→ **What is asked**
Output the records exactly as they appear, with no pictures included.

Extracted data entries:
****************
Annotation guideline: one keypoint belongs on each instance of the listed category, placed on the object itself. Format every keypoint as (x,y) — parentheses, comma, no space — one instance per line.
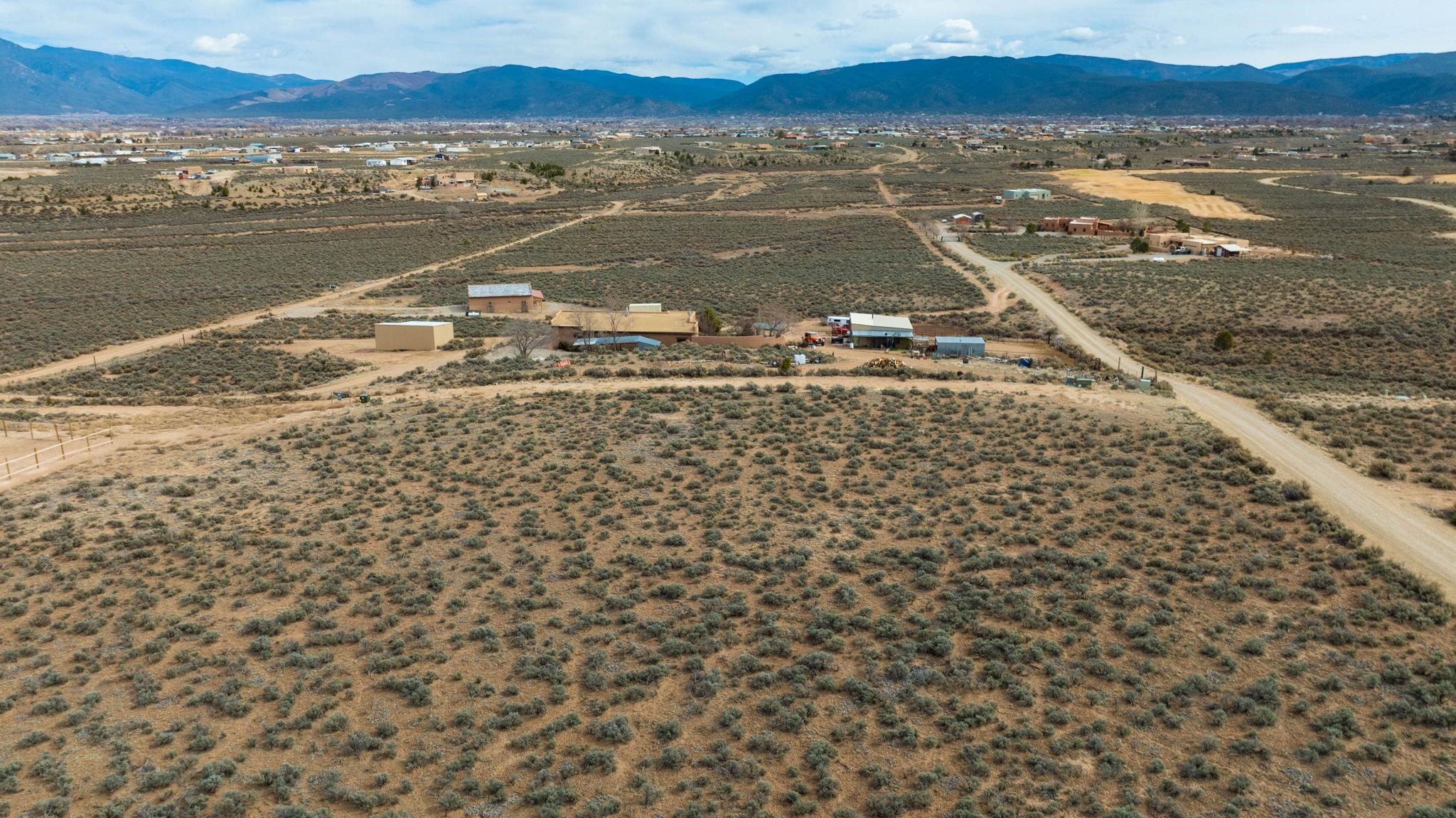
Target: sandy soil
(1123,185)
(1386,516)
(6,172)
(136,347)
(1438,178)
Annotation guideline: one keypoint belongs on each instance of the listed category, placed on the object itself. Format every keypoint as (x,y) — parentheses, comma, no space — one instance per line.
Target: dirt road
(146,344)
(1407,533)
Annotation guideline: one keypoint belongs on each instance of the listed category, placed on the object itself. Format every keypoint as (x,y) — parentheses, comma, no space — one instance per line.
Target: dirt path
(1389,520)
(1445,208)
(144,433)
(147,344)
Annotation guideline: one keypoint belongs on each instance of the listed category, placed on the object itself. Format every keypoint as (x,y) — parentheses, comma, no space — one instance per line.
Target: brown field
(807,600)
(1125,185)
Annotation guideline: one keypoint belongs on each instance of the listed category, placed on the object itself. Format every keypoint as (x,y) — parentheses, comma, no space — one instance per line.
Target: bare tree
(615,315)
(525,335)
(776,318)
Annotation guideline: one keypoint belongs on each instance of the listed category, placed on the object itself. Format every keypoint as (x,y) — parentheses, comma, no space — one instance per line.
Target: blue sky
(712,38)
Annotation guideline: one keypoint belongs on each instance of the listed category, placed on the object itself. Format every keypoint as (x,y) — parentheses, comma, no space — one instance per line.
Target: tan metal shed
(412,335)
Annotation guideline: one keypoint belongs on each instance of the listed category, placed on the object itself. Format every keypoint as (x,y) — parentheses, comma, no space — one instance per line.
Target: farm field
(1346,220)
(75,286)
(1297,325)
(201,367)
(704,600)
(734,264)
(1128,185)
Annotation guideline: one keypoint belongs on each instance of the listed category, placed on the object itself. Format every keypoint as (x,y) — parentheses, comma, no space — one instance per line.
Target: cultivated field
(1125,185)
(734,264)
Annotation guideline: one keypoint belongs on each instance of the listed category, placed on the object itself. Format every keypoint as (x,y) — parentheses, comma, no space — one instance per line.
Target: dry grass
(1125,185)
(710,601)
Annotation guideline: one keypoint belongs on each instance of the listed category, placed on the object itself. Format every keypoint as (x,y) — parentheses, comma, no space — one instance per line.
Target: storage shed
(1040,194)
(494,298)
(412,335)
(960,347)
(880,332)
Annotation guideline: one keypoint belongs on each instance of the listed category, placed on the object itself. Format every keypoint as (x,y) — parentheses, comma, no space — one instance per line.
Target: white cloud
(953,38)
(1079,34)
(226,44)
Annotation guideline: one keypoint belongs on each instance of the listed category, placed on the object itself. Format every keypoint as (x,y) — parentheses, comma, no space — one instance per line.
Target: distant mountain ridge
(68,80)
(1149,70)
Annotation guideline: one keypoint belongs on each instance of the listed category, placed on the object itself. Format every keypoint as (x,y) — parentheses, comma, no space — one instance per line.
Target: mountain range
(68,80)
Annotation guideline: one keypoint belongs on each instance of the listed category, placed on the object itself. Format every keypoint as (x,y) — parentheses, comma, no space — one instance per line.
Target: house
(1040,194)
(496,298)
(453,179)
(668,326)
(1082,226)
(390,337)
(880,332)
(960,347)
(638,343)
****************
→ **Exercise answer**
Annotation guideline: one keypoint belongs on each instance of the listed category, placed on the object itself. Format every keypoint as (x,y) — parentheses, comma, no space — one instance per line.
Target: sandy soil
(1123,185)
(1386,516)
(6,172)
(136,347)
(1438,178)
Annotation guideline: one keypoint belongs on each instance of the listed category, placed on the object itself. Format every keypoint as (x,y) — parentheses, comma, no space — one instance per line.
Target: dirt road
(146,344)
(1407,533)
Annotation guideline: one keypoint belongs on each instance of the listed category, placed on the object itself. Format every keypoint as (x,y) — parentheses, comma, no space — one instance per line.
Target: dirt path
(1389,520)
(1445,208)
(144,433)
(147,344)
Annotation guideline: one keypoint belongs on each instance of the listed category, placed on the object itself. Format every keypoint as (x,y) — parentheses, comma, no space — one instance per line.
Target: brown field
(807,600)
(1125,185)
Annotation guideline: one keypoint belongs on each instance of the listed category, placed on the object itself. Format every keypoint as (x,y) — parentheses, comma, no space — one instance per line.
Target: bare tree
(615,315)
(525,335)
(776,318)
Annotation guideline: one keypoint belongs on each instance of the listed category, placed on the object itself. Format every keypoint as (x,y) — parentheses, comma, no space — one instance per line.
Target: blue sky
(712,38)
Annotation guideline: one keypoint belongs on each instance of the listed category, placed on the object itself. Format every keypoint as (x,y) — parentheses, comma, no space — one instance per line.
Target: tan metal shed
(412,335)
Annotation guideline: one keypoint belongs on each instance of the listed category, placed on the object itself. Format every keypoint as (x,y) — parentheses, comma, no space — one instance per line.
Target: farm field
(1346,220)
(75,286)
(1297,325)
(201,367)
(704,600)
(734,264)
(1128,185)
Annotation guideline: one keypoint belongs on each instance of the listed category, placed on the object itself. Format every keypoint as (x,y) — parentheses, comma, no space — one instance per line.
Target: cultivated field
(1125,185)
(734,264)
Annotation guideline: one keypoint belongs on each instance of the listed category, placed on the object itself. Format every keypoint as (x,y) — parentheses, comma, no space — one instance per line.
Target: dry grass
(1125,185)
(710,601)
Annotation guideline: one keypoint belongs on each instance of the listed category, placed on the object itself. Format every keypoint as (x,y) — parentheses, comma, no space — one instance per line.
Target: storage shed
(1040,194)
(494,298)
(412,335)
(960,347)
(880,332)
Annotation guideline: one keypoint belongs on each instance of the listed category, placed on the object itself. Format every keypoint as (x,y) — parentheses, comma, no space — one instance per line.
Target: white cloud
(953,38)
(1079,34)
(226,44)
Annotation guideline: one keypoint belongs on each instance of the listed category, placed on the object itself. Format every keypoint as (x,y) — parentheses, comma, no space — one instance per line.
Target: distant mountain ridge
(68,80)
(1149,70)
Annotation guideline: one keypoint belongs on each instance of the listed category, placed on the object itself. Format every keypoint as (x,y) — parentheses, comma, no space — one instance per line.
Target: mountain range
(68,80)
Annotation guideline: one keypoint belongs on each instance of the listed category, placed on the object itself. Format every keypoint as (x,y) — parentheses, comma, no space — one instance per line.
Target: house
(1040,194)
(496,298)
(453,179)
(668,326)
(1082,226)
(390,337)
(880,332)
(960,347)
(638,343)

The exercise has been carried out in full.